_Excerpted data_.

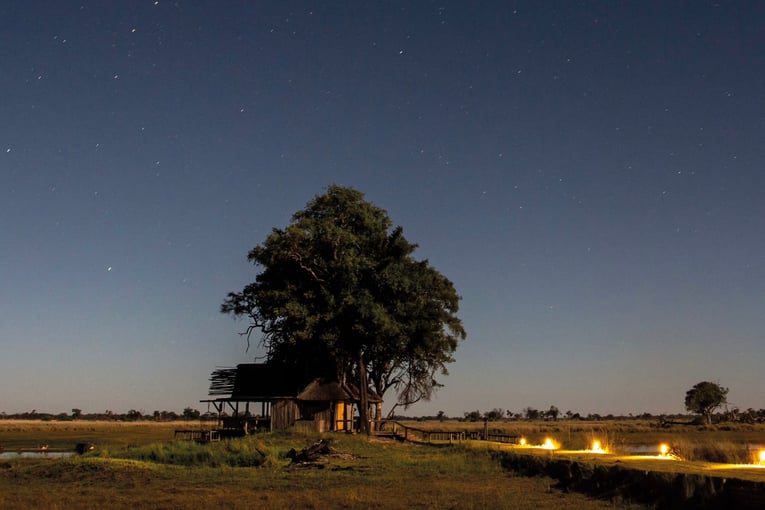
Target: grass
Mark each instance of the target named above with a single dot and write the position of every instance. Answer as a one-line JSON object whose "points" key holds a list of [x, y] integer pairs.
{"points": [[167, 474], [726, 443]]}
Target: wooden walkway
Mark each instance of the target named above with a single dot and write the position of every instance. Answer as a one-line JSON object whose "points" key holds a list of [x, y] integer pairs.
{"points": [[402, 432]]}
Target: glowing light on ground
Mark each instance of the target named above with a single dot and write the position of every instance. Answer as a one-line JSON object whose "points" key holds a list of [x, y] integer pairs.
{"points": [[596, 447], [549, 444]]}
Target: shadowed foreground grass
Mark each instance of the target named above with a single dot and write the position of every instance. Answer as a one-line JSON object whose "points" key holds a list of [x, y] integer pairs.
{"points": [[378, 474]]}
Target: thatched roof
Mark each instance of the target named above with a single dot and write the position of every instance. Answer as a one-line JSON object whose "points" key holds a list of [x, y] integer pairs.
{"points": [[261, 381]]}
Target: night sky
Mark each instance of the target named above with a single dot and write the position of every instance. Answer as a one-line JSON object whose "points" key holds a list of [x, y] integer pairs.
{"points": [[588, 174]]}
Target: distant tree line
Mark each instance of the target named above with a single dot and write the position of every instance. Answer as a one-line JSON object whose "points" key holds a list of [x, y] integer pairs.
{"points": [[187, 414]]}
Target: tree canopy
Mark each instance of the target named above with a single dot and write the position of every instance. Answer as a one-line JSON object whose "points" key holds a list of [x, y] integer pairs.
{"points": [[704, 398], [340, 294]]}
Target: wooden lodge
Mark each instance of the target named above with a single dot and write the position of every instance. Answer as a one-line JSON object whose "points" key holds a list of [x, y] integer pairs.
{"points": [[259, 396]]}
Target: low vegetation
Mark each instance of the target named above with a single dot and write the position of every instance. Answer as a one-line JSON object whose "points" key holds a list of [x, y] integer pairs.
{"points": [[153, 473]]}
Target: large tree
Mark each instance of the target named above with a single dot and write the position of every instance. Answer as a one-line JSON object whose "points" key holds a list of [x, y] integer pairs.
{"points": [[340, 294], [704, 398]]}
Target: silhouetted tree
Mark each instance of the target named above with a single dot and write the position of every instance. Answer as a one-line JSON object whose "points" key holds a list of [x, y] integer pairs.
{"points": [[340, 293], [704, 398]]}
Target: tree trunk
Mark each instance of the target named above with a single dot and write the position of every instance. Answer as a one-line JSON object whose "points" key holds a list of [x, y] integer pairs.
{"points": [[363, 396]]}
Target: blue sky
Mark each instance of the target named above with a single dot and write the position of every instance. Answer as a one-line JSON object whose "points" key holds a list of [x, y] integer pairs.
{"points": [[589, 175]]}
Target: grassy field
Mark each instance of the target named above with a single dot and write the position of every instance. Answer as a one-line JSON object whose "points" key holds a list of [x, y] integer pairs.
{"points": [[727, 443], [137, 465]]}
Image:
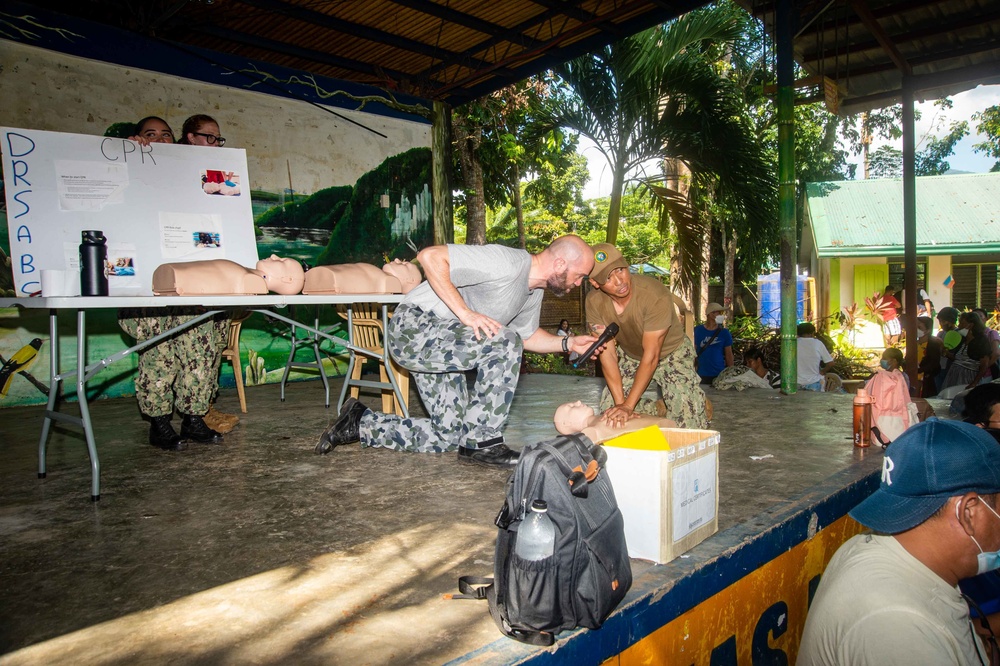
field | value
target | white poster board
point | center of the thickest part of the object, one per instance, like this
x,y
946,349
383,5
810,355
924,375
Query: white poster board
x,y
156,204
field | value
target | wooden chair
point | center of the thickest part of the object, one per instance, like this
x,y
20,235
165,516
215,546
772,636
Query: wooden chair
x,y
368,334
232,354
311,340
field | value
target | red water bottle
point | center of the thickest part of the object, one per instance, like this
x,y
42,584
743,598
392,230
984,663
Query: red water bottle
x,y
863,419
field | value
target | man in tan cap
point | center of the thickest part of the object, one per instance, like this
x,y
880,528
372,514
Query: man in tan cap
x,y
650,345
713,344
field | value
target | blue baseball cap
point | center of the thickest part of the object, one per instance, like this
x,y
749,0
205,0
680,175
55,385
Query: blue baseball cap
x,y
926,465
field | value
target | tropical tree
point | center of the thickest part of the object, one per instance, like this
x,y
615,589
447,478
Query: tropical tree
x,y
989,124
499,143
887,162
657,95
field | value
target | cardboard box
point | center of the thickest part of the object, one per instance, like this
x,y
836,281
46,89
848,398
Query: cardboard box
x,y
666,481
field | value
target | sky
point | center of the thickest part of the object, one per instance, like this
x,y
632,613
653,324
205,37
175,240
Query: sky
x,y
964,159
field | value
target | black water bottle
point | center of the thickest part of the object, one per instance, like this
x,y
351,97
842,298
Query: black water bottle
x,y
93,256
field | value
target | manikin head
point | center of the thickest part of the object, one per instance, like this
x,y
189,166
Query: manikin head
x,y
572,417
282,276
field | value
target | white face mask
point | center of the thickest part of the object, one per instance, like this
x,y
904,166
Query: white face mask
x,y
985,561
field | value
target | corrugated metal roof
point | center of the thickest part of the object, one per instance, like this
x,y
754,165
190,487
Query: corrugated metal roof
x,y
450,50
958,214
869,47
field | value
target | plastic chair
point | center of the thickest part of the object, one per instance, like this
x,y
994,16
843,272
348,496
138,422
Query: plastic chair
x,y
232,354
366,322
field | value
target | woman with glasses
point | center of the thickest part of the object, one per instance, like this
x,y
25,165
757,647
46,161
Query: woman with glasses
x,y
201,130
182,372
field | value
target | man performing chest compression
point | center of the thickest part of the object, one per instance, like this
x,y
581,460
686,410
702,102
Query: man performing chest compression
x,y
477,310
650,346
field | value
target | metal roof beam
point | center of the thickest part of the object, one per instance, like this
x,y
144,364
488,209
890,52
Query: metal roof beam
x,y
882,36
575,11
937,30
353,29
461,18
298,52
663,11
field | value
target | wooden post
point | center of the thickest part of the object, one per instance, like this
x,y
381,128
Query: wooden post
x,y
444,225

_Work to be completed_. Both ends included, copy word for word the lines from the top of the entries above through the line with "Target: night sky". No pictures.

_The answer_.
Target: grass
Mark each instance of the target named above with a single dot and write the position of every instance. Answer as a one-line JSON object whose "points" key holds a list of [x, y] integer pairs.
{"points": [[167, 474], [726, 443]]}
Target: wooden walkway
Mark each instance of the target named above with a single dot and write the position of every instance. Answer as a one-line JSON object whose "points" key holds a list of [x, y] integer pairs.
{"points": [[402, 432]]}
Target: glowing light on ground
Mark each instance of the target named above with a single dot and write the position of every instance. Answer as a one-line JSON object whose "points" key holds a list of [x, y] integer pairs.
{"points": [[596, 447], [549, 444]]}
Target: shadowed foreground grass
Mark each instance of the target named above with a single dot and write the position of every instance. Answer as a one-line JSON object whose "points" key holds a list of [x, y] integer pairs.
{"points": [[378, 474]]}
Target: thatched roof
Mark each instance of the target named above with a single dot and write the position of every instance. Answer as a one-line JSON object whose "points" key holds a list of [x, y] integer pairs.
{"points": [[261, 381]]}
Target: night sky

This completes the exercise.